## Directions for this task:
Beneath this instruction is a listing; print exactly the lines in it starting at the line that contains "positive clicks: (59, 85)" and going through the line that contains "box: [347, 132, 427, 213]".

## Recorded data:
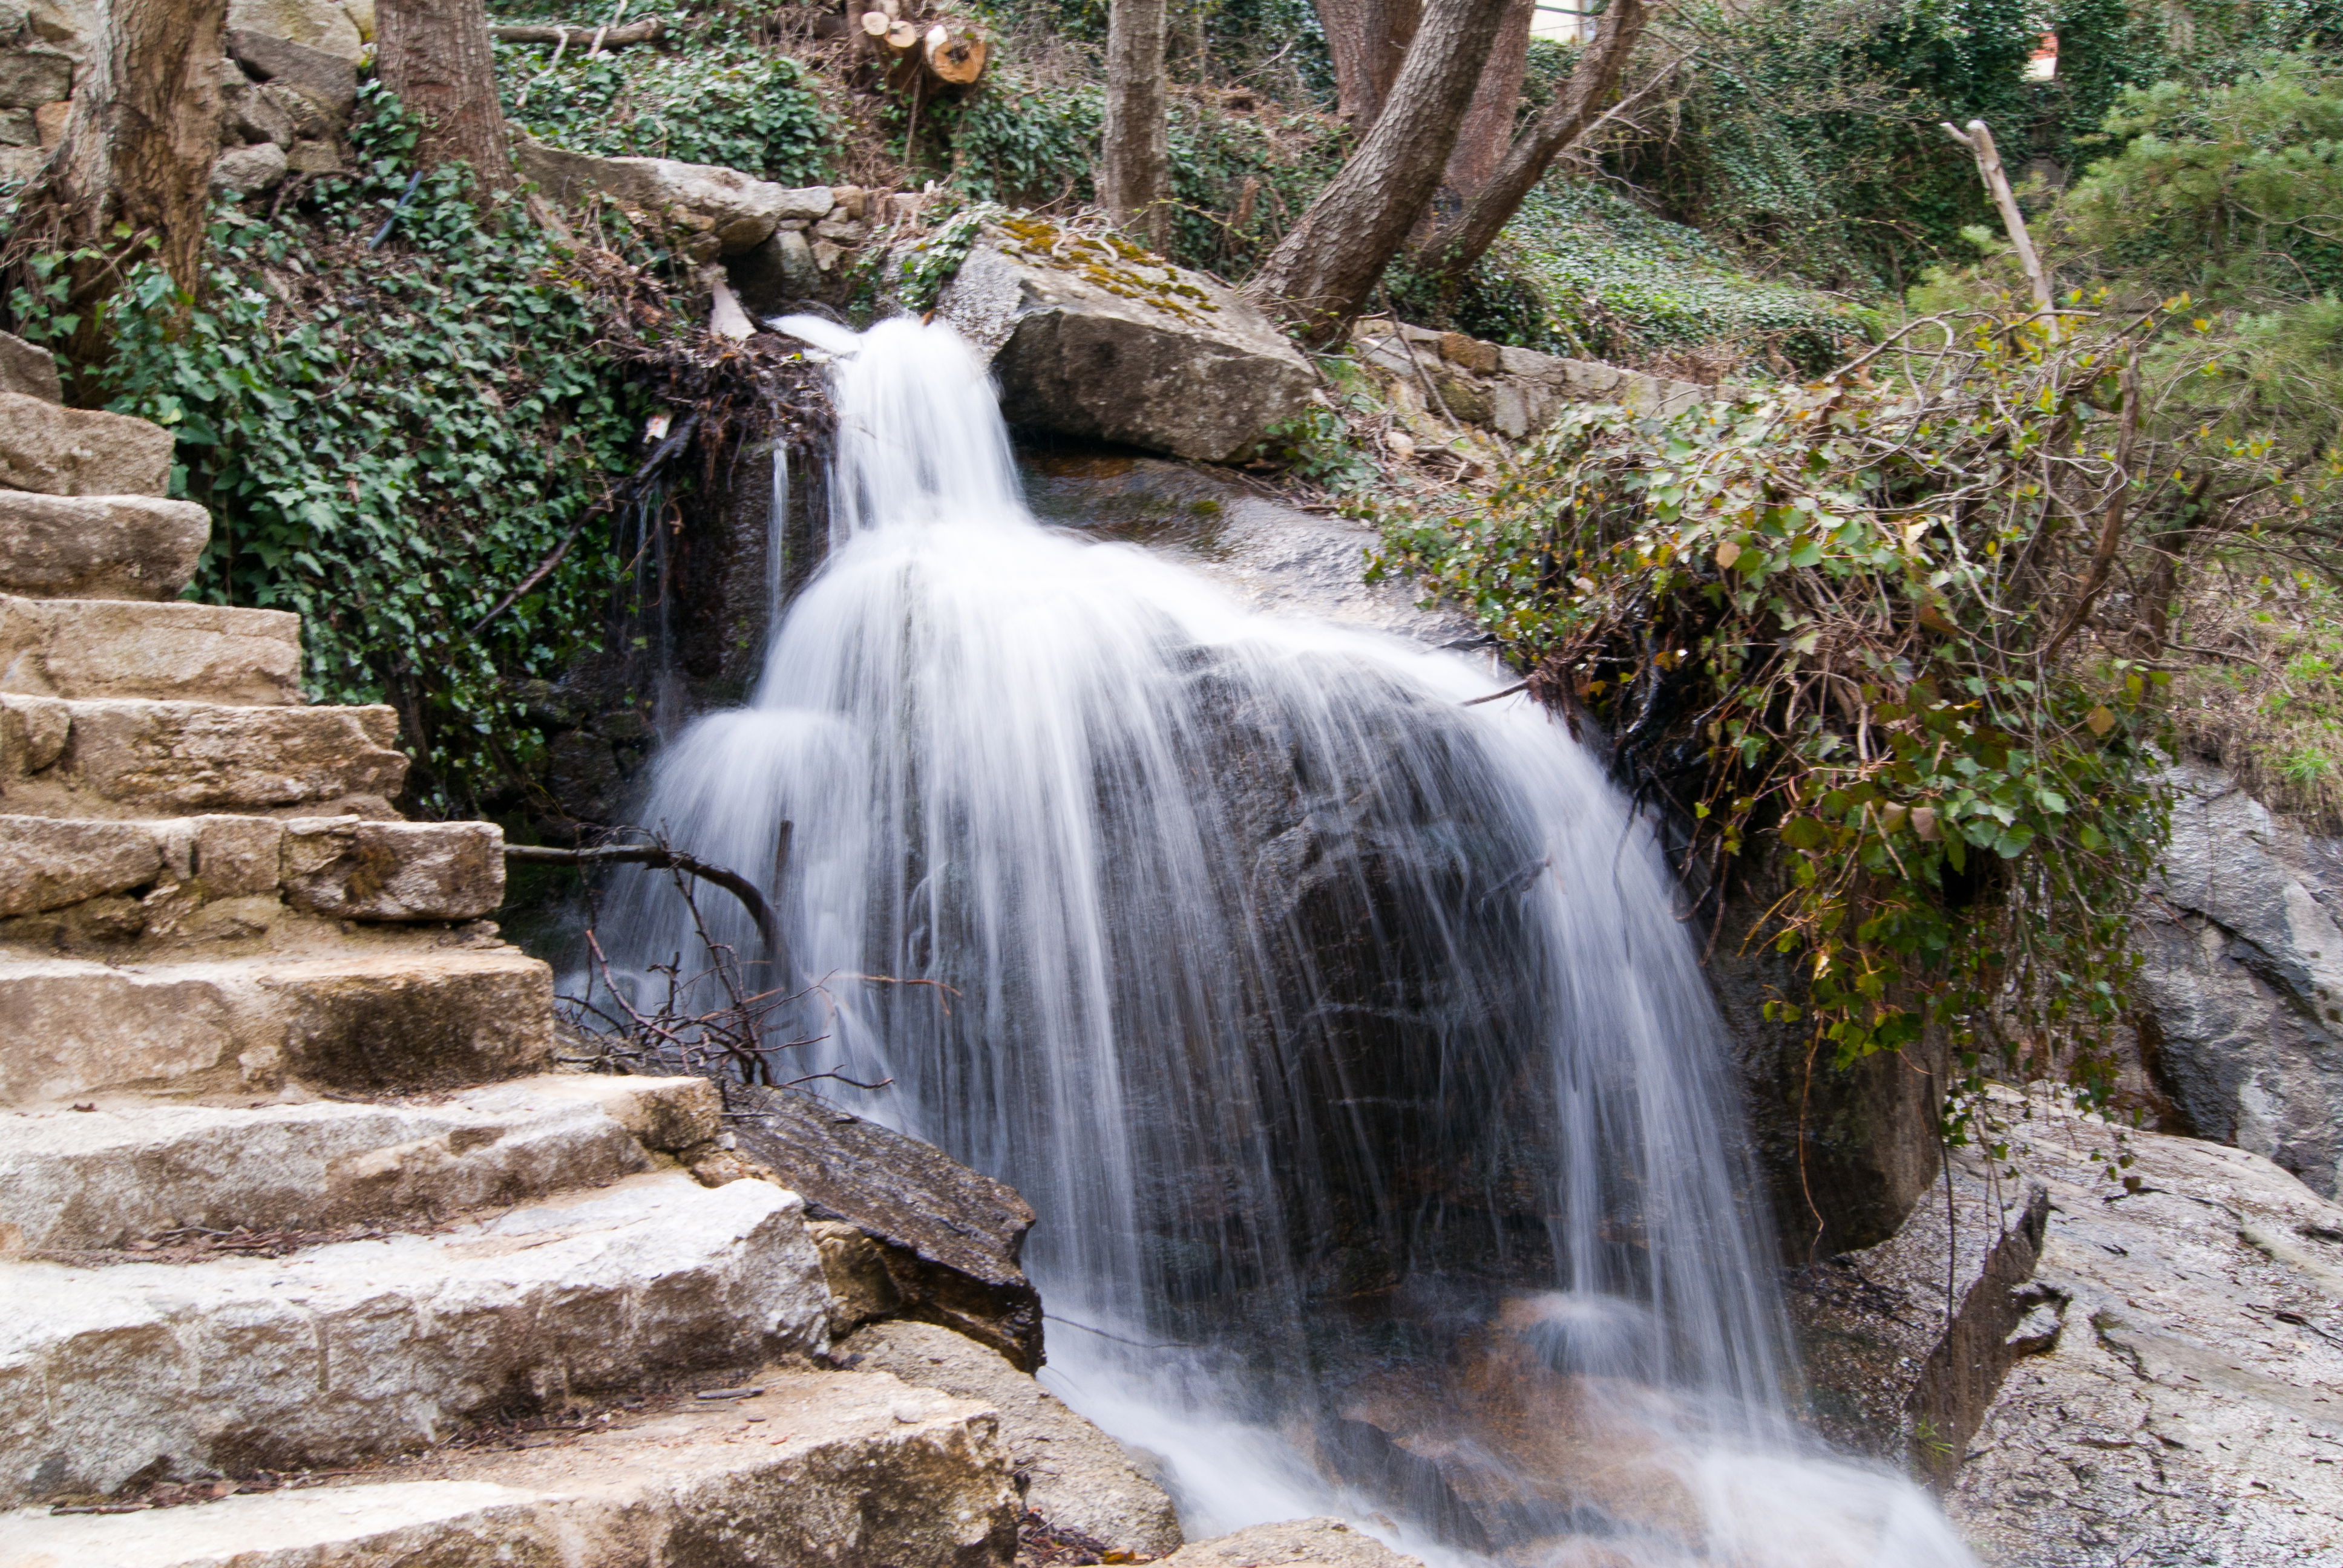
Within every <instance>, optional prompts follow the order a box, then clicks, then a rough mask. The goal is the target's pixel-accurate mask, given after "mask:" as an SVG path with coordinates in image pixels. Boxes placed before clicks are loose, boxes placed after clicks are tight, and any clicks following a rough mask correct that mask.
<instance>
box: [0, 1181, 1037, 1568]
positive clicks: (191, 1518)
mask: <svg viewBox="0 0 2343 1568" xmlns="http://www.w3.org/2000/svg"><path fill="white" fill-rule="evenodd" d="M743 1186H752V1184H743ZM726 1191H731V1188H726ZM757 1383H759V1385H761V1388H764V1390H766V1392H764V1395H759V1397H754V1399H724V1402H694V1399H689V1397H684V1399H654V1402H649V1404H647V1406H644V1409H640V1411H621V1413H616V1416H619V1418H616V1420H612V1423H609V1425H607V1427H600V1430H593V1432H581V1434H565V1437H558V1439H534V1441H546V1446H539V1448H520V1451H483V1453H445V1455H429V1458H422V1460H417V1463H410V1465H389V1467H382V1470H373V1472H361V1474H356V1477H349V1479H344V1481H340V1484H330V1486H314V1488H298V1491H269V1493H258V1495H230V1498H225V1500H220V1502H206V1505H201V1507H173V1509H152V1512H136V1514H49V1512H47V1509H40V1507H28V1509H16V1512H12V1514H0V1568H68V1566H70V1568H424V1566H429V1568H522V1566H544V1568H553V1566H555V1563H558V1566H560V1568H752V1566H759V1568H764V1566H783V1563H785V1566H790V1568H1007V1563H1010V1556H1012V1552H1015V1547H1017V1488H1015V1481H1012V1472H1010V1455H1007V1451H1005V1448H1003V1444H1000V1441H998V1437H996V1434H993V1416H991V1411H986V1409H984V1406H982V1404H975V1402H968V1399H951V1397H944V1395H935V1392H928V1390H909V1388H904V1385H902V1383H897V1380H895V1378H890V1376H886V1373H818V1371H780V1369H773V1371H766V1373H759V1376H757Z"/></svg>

* * *

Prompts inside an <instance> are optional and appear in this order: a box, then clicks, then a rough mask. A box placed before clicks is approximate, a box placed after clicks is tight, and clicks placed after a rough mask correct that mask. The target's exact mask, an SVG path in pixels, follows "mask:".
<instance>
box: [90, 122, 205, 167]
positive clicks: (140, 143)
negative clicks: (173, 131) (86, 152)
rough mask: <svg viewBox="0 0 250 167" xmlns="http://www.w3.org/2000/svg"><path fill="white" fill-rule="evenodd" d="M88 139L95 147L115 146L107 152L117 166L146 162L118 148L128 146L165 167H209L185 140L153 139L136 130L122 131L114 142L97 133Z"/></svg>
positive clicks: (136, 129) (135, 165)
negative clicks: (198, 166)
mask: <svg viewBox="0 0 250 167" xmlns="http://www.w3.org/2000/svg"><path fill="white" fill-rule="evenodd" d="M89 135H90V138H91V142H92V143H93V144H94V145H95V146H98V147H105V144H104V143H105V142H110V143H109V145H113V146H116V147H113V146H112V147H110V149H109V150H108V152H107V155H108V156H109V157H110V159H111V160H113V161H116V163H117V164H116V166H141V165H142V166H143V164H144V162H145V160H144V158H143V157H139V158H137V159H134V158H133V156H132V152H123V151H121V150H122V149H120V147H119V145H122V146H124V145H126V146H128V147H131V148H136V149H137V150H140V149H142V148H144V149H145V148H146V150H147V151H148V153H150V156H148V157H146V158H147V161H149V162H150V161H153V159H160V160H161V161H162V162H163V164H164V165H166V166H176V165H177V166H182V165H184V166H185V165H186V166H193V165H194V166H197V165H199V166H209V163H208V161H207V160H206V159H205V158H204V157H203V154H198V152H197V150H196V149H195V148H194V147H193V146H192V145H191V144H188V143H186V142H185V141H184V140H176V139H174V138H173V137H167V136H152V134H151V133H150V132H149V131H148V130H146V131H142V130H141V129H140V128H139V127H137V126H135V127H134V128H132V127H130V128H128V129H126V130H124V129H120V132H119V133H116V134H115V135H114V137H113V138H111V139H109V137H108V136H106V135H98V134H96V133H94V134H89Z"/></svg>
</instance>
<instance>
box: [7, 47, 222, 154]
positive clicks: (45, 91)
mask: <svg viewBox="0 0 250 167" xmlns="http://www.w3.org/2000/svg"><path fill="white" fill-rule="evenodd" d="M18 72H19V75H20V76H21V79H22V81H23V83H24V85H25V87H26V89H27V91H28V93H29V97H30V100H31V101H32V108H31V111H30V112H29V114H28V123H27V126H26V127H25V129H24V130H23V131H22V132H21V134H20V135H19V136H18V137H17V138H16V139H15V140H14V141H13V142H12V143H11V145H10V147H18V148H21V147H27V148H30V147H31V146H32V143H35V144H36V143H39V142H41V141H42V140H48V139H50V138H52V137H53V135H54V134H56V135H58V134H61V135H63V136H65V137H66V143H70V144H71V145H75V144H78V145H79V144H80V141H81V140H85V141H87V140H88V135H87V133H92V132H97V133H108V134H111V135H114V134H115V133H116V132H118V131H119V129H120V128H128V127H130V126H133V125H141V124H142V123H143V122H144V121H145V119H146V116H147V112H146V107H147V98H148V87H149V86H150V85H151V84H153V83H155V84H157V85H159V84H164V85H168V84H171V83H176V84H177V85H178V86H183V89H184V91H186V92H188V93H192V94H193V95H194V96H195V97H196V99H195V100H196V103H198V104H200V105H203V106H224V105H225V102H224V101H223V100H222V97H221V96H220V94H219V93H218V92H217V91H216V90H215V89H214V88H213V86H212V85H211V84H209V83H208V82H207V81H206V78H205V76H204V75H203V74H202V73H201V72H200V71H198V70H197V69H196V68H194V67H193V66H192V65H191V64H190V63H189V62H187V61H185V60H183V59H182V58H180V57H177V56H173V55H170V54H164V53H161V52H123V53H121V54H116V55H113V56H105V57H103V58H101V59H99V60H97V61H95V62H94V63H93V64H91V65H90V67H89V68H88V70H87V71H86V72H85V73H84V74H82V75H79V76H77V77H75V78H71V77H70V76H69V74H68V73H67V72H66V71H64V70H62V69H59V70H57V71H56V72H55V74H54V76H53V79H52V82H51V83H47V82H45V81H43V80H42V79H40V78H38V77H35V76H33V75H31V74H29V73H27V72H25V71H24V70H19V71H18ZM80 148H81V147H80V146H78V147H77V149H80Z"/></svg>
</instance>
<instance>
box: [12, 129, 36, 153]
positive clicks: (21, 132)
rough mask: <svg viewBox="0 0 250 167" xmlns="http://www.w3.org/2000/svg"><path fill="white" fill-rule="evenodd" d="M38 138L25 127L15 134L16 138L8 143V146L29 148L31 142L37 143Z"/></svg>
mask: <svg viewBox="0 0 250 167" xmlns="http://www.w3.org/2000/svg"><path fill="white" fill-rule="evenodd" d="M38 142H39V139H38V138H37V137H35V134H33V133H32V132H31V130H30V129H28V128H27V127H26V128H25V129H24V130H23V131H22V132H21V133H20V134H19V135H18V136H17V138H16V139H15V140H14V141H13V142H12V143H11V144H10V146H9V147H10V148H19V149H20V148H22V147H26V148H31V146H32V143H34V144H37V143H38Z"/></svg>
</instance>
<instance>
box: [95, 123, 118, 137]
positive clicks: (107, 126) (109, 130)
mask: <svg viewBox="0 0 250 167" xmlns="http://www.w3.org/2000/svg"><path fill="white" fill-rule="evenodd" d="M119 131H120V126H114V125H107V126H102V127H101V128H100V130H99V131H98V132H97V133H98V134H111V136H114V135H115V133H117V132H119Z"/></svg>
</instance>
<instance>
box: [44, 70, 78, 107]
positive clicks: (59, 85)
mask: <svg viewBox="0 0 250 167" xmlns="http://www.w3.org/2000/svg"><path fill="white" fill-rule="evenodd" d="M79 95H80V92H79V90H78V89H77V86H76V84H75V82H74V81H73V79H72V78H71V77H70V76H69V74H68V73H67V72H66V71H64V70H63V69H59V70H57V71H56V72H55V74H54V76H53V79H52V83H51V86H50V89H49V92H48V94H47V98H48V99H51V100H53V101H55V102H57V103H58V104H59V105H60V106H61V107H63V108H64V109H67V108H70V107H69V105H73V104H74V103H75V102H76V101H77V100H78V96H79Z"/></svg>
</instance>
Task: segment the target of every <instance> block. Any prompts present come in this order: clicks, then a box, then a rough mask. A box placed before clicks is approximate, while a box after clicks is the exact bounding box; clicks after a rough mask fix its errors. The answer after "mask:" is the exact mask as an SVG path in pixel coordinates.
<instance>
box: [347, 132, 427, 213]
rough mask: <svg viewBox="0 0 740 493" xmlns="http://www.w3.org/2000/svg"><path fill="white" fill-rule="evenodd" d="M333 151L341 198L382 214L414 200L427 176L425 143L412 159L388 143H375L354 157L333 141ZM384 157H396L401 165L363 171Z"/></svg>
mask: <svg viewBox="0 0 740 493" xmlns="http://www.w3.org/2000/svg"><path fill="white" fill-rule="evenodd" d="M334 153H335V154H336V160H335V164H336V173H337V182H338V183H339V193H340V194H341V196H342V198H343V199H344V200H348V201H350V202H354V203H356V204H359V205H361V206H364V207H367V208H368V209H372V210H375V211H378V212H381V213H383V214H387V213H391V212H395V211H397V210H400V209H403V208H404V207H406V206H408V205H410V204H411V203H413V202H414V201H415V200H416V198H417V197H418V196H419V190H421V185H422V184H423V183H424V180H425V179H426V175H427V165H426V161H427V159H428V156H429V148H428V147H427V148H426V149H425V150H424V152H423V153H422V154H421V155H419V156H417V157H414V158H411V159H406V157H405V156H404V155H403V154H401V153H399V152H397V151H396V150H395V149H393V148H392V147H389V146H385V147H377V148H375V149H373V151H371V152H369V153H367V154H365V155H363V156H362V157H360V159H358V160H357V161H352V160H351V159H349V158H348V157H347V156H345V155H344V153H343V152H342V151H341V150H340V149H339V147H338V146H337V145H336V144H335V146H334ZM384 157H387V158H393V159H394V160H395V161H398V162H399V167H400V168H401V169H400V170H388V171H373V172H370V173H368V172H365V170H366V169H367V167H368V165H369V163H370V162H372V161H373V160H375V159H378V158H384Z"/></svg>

## Written response:
positive clicks: (59, 85)
mask: <svg viewBox="0 0 250 167" xmlns="http://www.w3.org/2000/svg"><path fill="white" fill-rule="evenodd" d="M79 95H80V92H79V90H78V89H77V86H76V84H75V82H74V81H73V79H72V78H71V77H70V76H69V74H68V73H67V72H66V71H64V70H63V69H59V70H57V71H56V72H55V74H54V76H53V79H52V83H51V86H50V89H49V92H48V94H47V98H48V99H51V100H53V101H55V102H57V103H58V104H59V105H60V106H61V107H63V108H64V109H67V108H70V107H69V105H73V104H74V103H75V102H76V101H77V100H78V96H79Z"/></svg>
</instance>
Task: segment the target of every <instance> block. Any prompts present come in this order: clicks, then a box, then a rough mask. A box placed before clicks is approximate, while a box after clicks is the exact bounding box; clicks after a rough mask fix its errors. The answer after "mask:" is the exact mask as an SVG path in pixel coordinates.
<instance>
box: [347, 132, 427, 213]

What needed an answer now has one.